*** STUDY TEXT ***

However, in traditional physics-based models, this structure arises from model equations which explicitly encode physical laws. Conservation laws, thermodynamics, and fluid dynamics constrain how information propagates through the system. The complex behaviour of the atmosphere can emerge from these first principles. Decades of development and validation have built confidence in how these models behave. Importantly, this includes an understanding of their limitations.

Beyond the AI models being new and lacking this time-in-operation, they also approach the problem from a fundamentally different direction. They do not encode physical laws directly. Instead, the AI models train on examples of atmospheric evolution (e.g., a historical record of combined model runs and real observations). They must then infer internal representations that allow them to make predictions on unseen examples (i.e., data which the model is not trained on). If successful, the model has captured something meaningful about atmospheric dynamics. However, this immediately raises some critical questions:

  • How do we know that the internal logic the model has learned is physically sensible and aligns with domain knowledge? Is it merely statistically convenient?
  • Is the internal logic fully representative, such that the model will generalise well to unseen cases? Or has it learned spurious relationships and shortcuts?

Explainable AI

Now, the questions posed above begin to point us at the field of explainable AI (XAI) for answers. Can we check if a model does the right thing for the right reasons?

Explainable AI provides a collection of methods designed to interrogate models beyond the validation of outputs. These techniques aim to probe the internal mechanisms of a neural network, helping us understand how the network transforms inputs into outputs and makes particular predictions. In this sense, XAI tools represent a new class of diagnostics. Some of these are analogous to the diagnostics routinely applied to physical models.

So, why are you talking about this on a data assimilation blog?

*** End of STUDY TEXT ***
*** EXTRACTED DATA ***

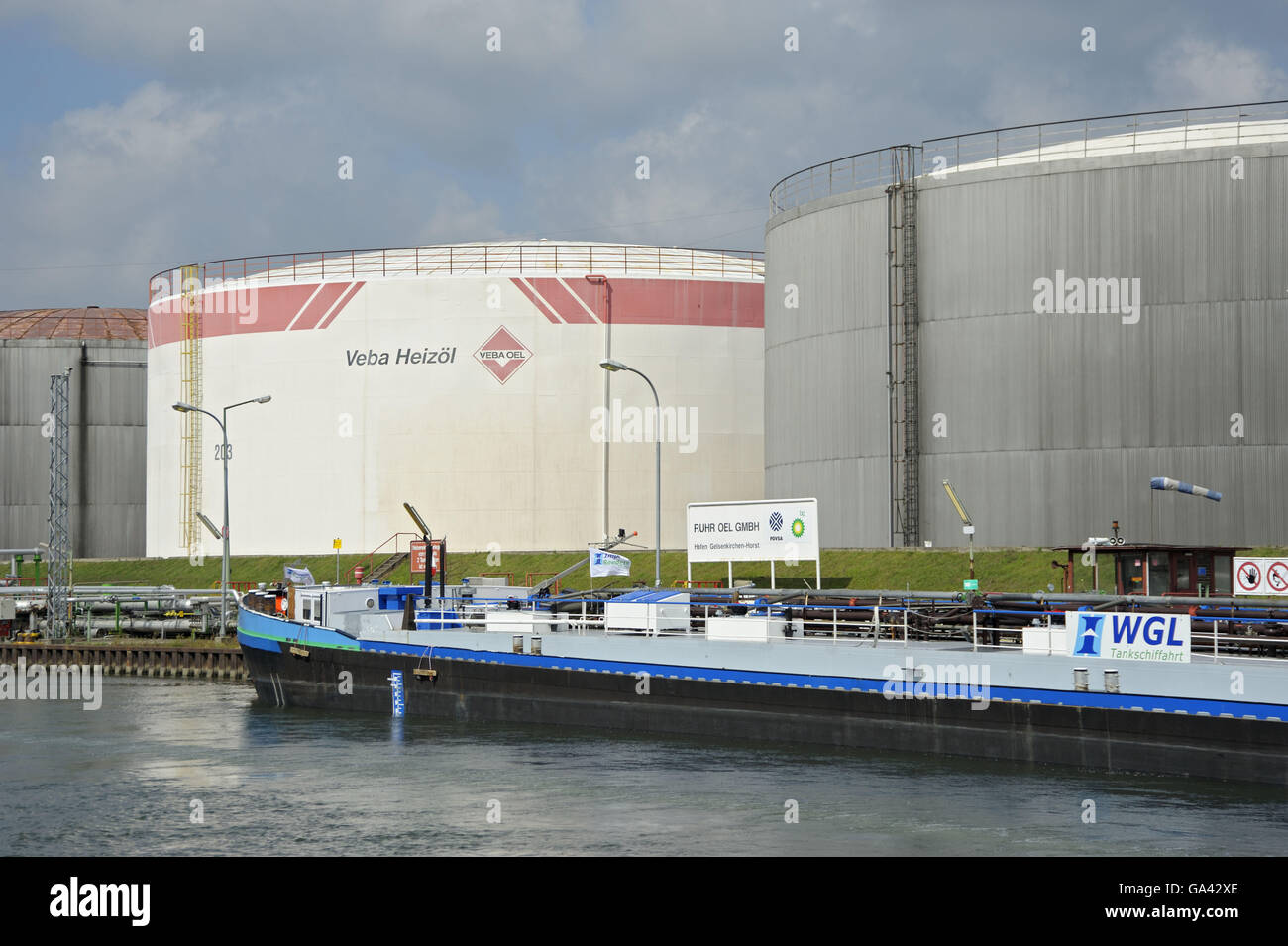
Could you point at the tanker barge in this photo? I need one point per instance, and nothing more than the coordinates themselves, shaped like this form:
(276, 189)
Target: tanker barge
(1189, 687)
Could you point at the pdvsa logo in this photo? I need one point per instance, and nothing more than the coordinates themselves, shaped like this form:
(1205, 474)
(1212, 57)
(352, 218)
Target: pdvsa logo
(502, 354)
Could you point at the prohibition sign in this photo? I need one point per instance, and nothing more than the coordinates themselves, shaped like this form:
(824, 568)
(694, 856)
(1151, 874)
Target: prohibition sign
(1276, 577)
(1249, 576)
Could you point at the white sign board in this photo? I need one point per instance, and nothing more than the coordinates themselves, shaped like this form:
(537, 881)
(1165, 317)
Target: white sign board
(1261, 577)
(1133, 636)
(760, 530)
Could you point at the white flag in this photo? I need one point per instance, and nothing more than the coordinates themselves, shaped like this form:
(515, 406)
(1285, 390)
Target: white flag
(608, 564)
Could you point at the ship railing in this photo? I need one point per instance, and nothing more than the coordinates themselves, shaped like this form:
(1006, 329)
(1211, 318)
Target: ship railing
(893, 623)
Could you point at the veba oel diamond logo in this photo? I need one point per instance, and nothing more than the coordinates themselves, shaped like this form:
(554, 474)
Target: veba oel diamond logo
(502, 354)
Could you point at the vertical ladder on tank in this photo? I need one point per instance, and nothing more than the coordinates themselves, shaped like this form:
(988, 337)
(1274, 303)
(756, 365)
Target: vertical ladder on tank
(903, 360)
(189, 392)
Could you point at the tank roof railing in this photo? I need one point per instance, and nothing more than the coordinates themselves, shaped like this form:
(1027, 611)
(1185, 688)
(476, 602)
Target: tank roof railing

*** End of EXTRACTED DATA ***

In the text above on AI weather models, what do the AI models train on instead of directly encoding physical laws?

Examples of atmospheric evolution, such as a historical record of combined model runs and real observations.